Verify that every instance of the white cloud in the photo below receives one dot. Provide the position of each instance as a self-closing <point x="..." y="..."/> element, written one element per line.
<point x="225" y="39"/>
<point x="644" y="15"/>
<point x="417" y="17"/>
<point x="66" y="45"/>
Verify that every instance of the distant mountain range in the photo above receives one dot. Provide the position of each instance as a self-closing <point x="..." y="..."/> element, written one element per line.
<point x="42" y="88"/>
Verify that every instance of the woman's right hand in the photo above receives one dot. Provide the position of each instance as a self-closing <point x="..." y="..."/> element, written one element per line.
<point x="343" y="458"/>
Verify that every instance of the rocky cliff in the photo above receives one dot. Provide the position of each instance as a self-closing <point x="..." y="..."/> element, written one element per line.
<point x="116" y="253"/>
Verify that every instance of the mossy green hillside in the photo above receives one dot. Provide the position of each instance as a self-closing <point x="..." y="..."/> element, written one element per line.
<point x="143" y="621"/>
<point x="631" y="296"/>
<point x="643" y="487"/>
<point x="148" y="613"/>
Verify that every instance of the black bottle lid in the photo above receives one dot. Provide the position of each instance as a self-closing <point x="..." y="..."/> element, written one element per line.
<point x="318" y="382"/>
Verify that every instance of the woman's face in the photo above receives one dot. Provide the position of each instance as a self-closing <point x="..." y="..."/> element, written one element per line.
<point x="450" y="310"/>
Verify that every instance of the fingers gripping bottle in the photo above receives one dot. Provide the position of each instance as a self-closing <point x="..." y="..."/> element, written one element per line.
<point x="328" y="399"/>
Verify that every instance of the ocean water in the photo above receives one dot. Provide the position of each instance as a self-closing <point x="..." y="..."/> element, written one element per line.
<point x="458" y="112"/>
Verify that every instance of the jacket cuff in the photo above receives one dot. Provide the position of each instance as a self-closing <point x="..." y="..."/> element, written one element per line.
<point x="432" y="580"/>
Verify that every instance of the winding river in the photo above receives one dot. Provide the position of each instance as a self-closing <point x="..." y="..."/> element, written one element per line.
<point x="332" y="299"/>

***

Give back the material above without altering a single word.

### SOLUTION FOR THIS PROBLEM
Verify that every instance of the white cloud in the photo below receives one dot. Provide the position of each instance as a self-closing <point x="..." y="..."/> element, written one element per line.
<point x="225" y="39"/>
<point x="644" y="15"/>
<point x="417" y="17"/>
<point x="66" y="45"/>
Verify that every instance of the distant mountain range in the photo above receives one dot. Provide the position of each instance as a self-closing <point x="..." y="..."/> element, written one element per line.
<point x="42" y="88"/>
Verify that every instance of the woman's right hand in the photo above receives one dot. Provide the position of each instance as a self-closing <point x="..." y="..."/> element, written one element per line.
<point x="343" y="458"/>
Verify that every instance of the rocky cliff in the photo above receives one dot. Provide the position of each instance as a self-closing <point x="..." y="..."/> element, written one element per line.
<point x="116" y="253"/>
Verify that every instance of the mossy green hillside in the photo above receives one dot. Provide the position of each instance as a self-closing <point x="..." y="..."/> element, written one element per line.
<point x="143" y="621"/>
<point x="631" y="296"/>
<point x="643" y="487"/>
<point x="148" y="613"/>
Verify that every instance of the black bottle lid in the photo above receives one dot. Provide the position of each instance as a self-closing <point x="..." y="..."/> element, written one element per line.
<point x="318" y="382"/>
Verify that every instance of the woman's face in the photo above receives one dot. Provide the position of each instance as a self-closing <point x="..." y="..."/> element, written one element per line.
<point x="450" y="310"/>
Verify that every instance of the fingers gripping bottle in the photo above receives one dot. Provide the position of each instance as a self-closing <point x="..." y="..."/> element, written one element per line.
<point x="328" y="399"/>
Verify that every instance of the ocean water in the photo above receives one dot. Provide the position of each instance as a self-closing <point x="..." y="..."/> element, written one element per line.
<point x="458" y="112"/>
Verify that every instance of the jacket cuff in the photo above receives one dot. Provide the position of each instance as a self-closing <point x="..." y="..."/> element, written one element per line.
<point x="432" y="580"/>
Verify that every instance of the winding river in the photo above receives one dot. Provide the position of each instance as a self-closing <point x="..." y="..."/> element, written one element per line.
<point x="332" y="299"/>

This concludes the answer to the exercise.